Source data
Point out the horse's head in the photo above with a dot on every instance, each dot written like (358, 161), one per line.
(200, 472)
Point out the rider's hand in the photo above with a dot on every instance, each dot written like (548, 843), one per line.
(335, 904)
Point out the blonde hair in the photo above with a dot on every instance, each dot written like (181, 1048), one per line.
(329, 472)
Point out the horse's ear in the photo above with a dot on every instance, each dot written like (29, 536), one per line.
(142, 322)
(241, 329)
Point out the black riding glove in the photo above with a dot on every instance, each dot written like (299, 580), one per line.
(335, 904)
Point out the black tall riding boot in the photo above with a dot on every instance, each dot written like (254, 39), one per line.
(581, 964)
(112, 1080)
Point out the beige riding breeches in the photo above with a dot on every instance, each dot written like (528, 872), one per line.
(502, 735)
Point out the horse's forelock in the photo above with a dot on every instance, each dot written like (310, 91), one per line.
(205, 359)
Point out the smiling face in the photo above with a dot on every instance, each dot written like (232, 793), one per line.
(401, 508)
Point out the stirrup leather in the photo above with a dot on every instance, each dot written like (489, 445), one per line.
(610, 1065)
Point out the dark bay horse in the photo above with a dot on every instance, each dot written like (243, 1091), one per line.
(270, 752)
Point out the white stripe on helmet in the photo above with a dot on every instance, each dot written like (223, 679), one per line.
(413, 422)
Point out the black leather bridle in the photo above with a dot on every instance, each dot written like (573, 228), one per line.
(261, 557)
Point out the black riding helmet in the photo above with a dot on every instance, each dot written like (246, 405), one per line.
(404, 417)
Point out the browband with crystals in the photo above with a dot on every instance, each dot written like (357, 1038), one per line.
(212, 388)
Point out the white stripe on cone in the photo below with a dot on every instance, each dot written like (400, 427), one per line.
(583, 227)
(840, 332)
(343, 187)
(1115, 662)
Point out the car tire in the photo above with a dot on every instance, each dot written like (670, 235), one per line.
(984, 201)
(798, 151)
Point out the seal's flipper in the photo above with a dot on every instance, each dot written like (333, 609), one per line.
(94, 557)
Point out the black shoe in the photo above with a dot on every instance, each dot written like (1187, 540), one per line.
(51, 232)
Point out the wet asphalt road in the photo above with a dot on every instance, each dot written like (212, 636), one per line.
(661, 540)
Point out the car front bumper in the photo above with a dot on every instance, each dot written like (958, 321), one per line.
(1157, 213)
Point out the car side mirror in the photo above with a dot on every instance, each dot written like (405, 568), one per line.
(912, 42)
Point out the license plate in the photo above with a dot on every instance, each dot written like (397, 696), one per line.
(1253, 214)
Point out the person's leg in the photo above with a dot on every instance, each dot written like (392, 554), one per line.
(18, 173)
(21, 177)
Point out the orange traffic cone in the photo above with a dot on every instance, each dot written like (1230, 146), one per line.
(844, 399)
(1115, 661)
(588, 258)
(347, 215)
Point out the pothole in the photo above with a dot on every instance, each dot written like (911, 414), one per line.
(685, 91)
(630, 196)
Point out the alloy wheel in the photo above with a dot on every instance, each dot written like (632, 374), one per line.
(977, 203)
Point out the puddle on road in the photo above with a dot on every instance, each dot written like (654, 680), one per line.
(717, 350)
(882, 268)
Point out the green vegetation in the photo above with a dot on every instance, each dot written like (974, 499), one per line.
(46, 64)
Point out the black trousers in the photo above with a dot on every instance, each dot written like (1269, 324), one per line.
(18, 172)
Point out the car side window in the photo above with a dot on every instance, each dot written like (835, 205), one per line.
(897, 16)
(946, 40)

▶ [The task] Print the lines above again word for word, from the line with "Point out the smiling" up to and including the line with "(1115, 662)".

▶ [Reply]
Point out the smiling face in the photo above with a dot on every instance, each dot written like (232, 793), one per line.
(401, 508)
Point out the stirrup leather in the photo above with a dot on every instance, each dot written like (489, 445), one per line.
(610, 1065)
Point out the dark bay horse in the photo above with a dot on every instance, each dot written like (243, 1091), one per line.
(270, 752)
Point out the white stripe on helmet in the photo above with a dot on every instance, each dot written like (223, 679), one per line.
(413, 422)
Point out the black leather bridle in the photo above with a dot on every instance, each dot written like (573, 228), one per line.
(261, 557)
Point out the black riding helmet in the photo above with a dot on every instance, each dot written like (246, 405), one per line.
(404, 417)
Point out the browband with crystals in the photo above with a dot on every instance, each dot written like (357, 1038), one per line.
(212, 388)
Point out the white stripe on cone in the photo below with a dot on every instance, each dot written like (400, 427), one per line.
(583, 227)
(840, 332)
(343, 187)
(1115, 662)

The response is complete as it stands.